• Task brief: Give the lines below, starting at the first one and ending at the line that contains "x=535 y=414", as a Markdown table with a Row column for the row number and a Line column for the line, leaving out any blank lines.

·····

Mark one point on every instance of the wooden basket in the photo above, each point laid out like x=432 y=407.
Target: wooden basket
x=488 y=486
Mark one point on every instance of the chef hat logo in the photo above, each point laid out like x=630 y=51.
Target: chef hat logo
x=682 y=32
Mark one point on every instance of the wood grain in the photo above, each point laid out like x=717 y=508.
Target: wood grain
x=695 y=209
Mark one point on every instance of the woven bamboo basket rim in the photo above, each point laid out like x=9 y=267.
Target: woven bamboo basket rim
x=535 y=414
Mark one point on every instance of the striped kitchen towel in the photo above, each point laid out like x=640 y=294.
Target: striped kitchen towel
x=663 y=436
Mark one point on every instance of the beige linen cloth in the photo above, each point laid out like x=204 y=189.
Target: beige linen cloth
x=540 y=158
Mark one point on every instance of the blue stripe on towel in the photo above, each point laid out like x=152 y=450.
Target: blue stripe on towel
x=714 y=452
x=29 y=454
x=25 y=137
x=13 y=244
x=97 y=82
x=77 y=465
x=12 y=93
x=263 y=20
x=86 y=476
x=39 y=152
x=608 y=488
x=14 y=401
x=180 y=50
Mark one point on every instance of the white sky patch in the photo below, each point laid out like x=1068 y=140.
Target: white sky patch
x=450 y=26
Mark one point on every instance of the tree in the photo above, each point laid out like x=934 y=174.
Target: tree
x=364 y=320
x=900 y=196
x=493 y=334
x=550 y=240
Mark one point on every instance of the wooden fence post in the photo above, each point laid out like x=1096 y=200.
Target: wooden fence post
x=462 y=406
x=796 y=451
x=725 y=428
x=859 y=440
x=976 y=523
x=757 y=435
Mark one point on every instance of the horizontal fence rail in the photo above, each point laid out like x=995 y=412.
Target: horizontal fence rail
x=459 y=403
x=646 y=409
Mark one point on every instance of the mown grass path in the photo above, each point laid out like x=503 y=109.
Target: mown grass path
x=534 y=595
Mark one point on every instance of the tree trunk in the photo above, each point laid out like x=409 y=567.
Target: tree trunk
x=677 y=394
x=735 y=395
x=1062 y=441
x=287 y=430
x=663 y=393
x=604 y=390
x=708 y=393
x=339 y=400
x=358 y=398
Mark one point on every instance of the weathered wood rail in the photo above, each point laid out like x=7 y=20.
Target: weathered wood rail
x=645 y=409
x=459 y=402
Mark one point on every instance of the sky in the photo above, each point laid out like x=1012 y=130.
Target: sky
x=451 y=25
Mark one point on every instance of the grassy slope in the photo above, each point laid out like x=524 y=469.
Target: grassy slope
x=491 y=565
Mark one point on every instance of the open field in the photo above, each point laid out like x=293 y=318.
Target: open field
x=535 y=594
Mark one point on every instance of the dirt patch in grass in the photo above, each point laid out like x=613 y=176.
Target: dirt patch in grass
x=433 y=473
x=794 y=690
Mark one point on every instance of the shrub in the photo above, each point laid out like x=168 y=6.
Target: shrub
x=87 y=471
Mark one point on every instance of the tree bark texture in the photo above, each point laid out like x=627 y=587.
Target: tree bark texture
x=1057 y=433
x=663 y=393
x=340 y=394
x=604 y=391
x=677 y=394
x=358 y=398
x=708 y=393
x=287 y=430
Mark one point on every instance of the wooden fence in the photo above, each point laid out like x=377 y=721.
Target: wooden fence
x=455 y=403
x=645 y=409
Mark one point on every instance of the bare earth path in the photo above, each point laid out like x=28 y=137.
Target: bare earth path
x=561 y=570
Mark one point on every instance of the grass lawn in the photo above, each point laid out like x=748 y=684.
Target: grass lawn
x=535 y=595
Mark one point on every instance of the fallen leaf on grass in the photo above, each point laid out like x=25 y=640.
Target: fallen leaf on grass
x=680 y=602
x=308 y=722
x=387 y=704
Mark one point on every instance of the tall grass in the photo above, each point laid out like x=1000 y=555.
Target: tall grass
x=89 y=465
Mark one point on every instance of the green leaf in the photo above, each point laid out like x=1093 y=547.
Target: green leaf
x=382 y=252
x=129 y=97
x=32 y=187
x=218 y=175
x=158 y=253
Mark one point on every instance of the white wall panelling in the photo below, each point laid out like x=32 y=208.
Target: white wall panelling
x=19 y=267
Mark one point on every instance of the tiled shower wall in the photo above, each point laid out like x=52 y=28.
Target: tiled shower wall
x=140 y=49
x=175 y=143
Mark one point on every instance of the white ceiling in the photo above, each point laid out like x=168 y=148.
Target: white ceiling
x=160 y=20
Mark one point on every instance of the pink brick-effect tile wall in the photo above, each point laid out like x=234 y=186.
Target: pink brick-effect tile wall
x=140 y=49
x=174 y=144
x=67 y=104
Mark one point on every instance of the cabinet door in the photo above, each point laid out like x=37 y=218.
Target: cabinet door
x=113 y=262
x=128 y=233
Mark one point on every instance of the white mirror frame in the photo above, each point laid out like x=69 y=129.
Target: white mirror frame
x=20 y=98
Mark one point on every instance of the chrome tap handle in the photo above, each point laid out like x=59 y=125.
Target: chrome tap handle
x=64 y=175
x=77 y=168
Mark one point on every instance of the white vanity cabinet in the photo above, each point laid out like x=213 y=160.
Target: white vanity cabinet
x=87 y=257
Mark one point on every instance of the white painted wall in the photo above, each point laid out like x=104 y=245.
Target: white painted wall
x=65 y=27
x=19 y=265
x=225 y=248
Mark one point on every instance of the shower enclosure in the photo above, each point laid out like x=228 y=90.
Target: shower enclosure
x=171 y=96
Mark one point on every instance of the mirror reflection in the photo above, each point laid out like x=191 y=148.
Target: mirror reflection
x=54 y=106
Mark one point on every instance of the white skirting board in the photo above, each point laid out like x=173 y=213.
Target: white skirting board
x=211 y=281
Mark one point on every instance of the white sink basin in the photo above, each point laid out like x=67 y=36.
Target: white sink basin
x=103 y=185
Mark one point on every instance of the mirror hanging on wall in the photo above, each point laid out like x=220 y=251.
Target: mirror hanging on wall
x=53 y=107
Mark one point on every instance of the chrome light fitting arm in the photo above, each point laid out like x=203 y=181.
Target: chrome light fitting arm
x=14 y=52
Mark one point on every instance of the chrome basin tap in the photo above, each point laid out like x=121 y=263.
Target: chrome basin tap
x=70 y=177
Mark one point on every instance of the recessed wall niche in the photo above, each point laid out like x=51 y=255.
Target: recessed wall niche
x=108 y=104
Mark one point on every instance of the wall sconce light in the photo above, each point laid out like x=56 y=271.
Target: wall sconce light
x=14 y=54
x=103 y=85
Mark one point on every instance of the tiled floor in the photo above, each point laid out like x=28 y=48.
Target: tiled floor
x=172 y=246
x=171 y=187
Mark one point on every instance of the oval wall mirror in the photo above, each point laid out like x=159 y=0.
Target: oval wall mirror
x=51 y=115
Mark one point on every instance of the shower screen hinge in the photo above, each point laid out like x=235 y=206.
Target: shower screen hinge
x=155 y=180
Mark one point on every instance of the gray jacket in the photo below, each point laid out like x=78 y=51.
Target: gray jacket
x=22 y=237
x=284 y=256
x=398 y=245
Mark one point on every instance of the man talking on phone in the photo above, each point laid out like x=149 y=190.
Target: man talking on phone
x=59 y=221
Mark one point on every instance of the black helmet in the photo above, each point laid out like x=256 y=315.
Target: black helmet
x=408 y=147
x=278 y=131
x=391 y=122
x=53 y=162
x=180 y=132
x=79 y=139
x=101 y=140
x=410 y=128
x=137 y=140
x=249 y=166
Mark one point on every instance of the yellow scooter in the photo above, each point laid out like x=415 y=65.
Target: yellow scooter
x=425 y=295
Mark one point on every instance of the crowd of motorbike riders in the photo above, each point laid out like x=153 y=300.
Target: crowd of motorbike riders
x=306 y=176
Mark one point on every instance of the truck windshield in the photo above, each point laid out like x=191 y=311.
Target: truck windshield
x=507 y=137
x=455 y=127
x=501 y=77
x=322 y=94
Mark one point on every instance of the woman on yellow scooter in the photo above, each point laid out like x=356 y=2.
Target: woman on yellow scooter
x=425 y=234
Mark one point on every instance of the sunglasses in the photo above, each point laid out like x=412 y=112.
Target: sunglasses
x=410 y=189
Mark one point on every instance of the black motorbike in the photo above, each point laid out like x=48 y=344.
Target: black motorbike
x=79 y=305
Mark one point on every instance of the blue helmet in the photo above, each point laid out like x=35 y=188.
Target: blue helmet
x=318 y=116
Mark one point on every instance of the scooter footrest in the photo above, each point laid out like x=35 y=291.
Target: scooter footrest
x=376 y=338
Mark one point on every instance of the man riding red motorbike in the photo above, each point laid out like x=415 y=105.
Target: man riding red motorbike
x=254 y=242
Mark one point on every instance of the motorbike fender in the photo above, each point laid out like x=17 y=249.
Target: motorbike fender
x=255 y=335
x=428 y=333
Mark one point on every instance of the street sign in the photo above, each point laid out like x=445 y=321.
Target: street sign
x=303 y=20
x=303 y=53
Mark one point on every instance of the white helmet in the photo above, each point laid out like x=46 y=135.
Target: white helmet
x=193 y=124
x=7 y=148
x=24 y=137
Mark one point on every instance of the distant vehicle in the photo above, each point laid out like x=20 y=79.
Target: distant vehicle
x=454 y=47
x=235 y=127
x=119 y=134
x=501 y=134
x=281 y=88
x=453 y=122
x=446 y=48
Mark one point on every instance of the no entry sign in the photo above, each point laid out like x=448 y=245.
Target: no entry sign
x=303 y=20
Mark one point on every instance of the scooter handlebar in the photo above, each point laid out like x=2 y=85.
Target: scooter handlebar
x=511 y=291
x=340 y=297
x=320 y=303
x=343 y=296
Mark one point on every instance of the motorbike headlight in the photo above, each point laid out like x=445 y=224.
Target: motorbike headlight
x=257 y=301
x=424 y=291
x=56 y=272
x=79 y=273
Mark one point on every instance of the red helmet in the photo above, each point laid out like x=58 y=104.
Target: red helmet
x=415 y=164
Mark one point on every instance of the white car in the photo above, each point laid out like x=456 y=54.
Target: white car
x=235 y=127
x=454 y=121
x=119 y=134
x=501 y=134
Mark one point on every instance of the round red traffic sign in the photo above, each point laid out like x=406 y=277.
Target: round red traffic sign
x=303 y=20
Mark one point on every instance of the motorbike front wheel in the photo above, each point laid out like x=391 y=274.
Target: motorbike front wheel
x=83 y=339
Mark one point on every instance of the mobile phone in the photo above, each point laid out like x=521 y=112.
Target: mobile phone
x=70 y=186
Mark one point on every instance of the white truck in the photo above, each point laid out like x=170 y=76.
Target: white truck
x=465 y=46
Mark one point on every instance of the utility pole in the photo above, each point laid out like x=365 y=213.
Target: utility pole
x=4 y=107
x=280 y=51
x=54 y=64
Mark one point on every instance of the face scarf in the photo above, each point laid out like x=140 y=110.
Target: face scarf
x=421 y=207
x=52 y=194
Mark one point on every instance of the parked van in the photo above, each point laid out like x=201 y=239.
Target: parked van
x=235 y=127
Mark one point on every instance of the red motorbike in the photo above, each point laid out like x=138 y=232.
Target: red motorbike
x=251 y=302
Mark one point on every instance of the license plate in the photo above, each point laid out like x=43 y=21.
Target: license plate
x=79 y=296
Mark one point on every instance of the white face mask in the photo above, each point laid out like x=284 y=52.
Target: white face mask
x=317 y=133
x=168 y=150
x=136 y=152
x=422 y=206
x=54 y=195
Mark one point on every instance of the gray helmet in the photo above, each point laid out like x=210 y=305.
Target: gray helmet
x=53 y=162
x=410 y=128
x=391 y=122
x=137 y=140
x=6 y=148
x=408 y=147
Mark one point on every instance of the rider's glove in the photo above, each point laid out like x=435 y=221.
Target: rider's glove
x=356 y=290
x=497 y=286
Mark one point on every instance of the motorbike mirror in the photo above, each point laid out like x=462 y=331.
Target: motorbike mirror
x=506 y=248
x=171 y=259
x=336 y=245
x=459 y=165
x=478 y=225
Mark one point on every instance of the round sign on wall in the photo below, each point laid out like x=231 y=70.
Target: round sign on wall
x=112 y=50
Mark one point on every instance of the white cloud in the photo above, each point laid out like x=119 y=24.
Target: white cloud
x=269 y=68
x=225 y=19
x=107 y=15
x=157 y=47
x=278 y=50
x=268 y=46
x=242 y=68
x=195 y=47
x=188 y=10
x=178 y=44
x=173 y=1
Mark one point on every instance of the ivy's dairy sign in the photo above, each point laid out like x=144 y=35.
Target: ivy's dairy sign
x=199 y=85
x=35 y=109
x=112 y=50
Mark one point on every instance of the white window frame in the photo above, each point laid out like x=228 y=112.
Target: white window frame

·····

• The output:
| Row | Line |
|---|---|
| 1 | Mark one point on every instance of the wooden basket in the photo above, each point laid out like x=432 y=407. |
| 2 | Target: wooden basket |
| 3 | x=488 y=486 |
| 4 | Mark one point on every instance of the chef hat logo in the photo above, each point laid out like x=630 y=51. |
| 5 | Target: chef hat logo |
| 6 | x=682 y=32 |
| 7 | Mark one point on every instance of the wood grain in the photo above, each point laid out like x=717 y=508. |
| 8 | Target: wood grain |
| 9 | x=695 y=209 |
| 10 | Mark one point on every instance of the woven bamboo basket rim in the photo above, each point laid out like x=9 y=267. |
| 11 | Target: woven bamboo basket rim |
| 12 | x=535 y=414 |